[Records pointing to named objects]
[Start]

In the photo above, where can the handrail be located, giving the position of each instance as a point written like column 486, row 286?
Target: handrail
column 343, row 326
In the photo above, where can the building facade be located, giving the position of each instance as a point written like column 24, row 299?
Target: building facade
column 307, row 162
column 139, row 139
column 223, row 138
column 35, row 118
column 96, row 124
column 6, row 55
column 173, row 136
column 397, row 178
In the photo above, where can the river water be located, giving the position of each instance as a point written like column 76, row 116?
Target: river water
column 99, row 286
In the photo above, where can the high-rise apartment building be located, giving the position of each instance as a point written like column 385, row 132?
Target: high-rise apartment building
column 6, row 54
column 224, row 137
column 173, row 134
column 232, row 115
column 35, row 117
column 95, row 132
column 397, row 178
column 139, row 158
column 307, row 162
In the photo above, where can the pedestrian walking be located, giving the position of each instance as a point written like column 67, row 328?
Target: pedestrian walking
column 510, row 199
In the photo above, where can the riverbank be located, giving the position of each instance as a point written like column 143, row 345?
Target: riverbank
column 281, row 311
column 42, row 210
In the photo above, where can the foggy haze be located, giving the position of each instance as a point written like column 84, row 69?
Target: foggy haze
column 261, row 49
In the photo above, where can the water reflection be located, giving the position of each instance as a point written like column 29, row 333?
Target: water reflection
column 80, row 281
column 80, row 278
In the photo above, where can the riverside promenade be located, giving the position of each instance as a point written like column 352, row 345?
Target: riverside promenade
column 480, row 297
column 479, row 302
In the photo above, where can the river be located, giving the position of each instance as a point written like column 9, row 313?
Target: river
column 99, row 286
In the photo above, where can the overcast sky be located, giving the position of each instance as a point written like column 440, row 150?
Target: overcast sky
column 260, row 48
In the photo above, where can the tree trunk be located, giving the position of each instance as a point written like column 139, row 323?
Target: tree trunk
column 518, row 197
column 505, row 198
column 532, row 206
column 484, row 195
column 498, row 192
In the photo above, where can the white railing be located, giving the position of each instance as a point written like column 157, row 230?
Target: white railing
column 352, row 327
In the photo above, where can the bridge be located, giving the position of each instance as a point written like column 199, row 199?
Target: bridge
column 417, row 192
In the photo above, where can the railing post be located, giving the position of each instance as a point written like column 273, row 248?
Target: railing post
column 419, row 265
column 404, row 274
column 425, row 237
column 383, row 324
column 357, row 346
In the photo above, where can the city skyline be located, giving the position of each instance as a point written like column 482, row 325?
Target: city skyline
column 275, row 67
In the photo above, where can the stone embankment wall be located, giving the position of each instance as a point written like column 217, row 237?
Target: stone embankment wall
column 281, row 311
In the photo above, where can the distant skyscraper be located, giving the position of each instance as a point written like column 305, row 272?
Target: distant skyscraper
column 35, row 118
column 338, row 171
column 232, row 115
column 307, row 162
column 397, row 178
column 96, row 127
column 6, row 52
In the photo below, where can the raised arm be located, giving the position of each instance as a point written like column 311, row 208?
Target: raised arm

[End]

Copy out the entries above with every "Target" swapped for "Object", keeping all other text the same.

* EXERCISE OUTPUT
In the photo above, where can the handrail be located, giving the position of each instance as a point written like column 486, row 286?
Object: handrail
column 343, row 326
In the photo above, where can the building facade be located, giving the position of each instance as a point written like column 24, row 299?
Object: building facade
column 307, row 162
column 139, row 139
column 223, row 138
column 35, row 118
column 96, row 124
column 6, row 55
column 173, row 136
column 397, row 178
In the photo above, where can the river water be located, giving the position of each instance as a point written like column 76, row 116?
Object: river water
column 99, row 286
In the photo above, where can the high-rise apartment building be located, giving the position of each instance as a point written like column 385, row 132?
Object: high-rise apartment building
column 6, row 54
column 224, row 137
column 173, row 134
column 232, row 115
column 35, row 117
column 95, row 132
column 397, row 178
column 139, row 158
column 307, row 162
In the photo above, where can the pedestrian walking be located, giving the position of each instance as a point written like column 67, row 328?
Object: pedestrian walking
column 510, row 199
In the photo above, where can the riverbank be located, giving the position of each instance as a point written like column 143, row 345?
Object: riverbank
column 281, row 311
column 42, row 210
In the photo above, where can the foggy haze be located, giving the position of each instance as a point written like column 84, row 69?
Object: foggy haze
column 261, row 49
In the photo above, where can the water reflection be located, giving the position of each instance as a point written like column 29, row 333?
Object: water reflection
column 80, row 281
column 80, row 278
In the photo above, where can the riverside promenade be located, giving the position of each instance as a point written like column 352, row 345?
Object: riverside promenade
column 480, row 297
column 479, row 302
In the photo above, where can the river be located, giving the position of each instance as a point written like column 9, row 313?
Object: river
column 99, row 286
In the photo above, where can the overcast sky be located, giving the position of each instance as a point written like column 440, row 150?
Object: overcast sky
column 260, row 48
In the photo above, where can the tree trunk be located, giving the position of each instance as a point written like column 139, row 323?
Object: tree trunk
column 518, row 197
column 505, row 198
column 532, row 206
column 484, row 195
column 498, row 192
In the photo above, where can the white railing be located, giving the position of each instance as a point written like column 157, row 230?
Object: white railing
column 352, row 327
In the photo above, where can the bridge be located, giving the position of each instance as a point written like column 199, row 199?
Object: bridge
column 417, row 192
In the photo above, where can the railing post be located, giving the position of each instance as a point written like column 273, row 248?
Object: railing post
column 419, row 265
column 404, row 274
column 425, row 237
column 383, row 324
column 357, row 346
In the photo above, where can the city skyline be located, giving the position of each instance as a point written like column 482, row 325?
Object: city skyline
column 275, row 67
In the photo above, where can the stone embankment wall be located, giving the position of each instance as a point written like column 217, row 237?
Object: stone embankment wall
column 281, row 311
In the photo above, where can the distant skyscraper be located, giving the position of each instance as a point written like column 305, row 272?
Object: distant skyscraper
column 35, row 118
column 338, row 171
column 232, row 115
column 307, row 162
column 397, row 178
column 96, row 127
column 6, row 52
In the photo below, where can the raised arm be located, giving the position of each instance as a point written like column 311, row 208?
Object: raised arm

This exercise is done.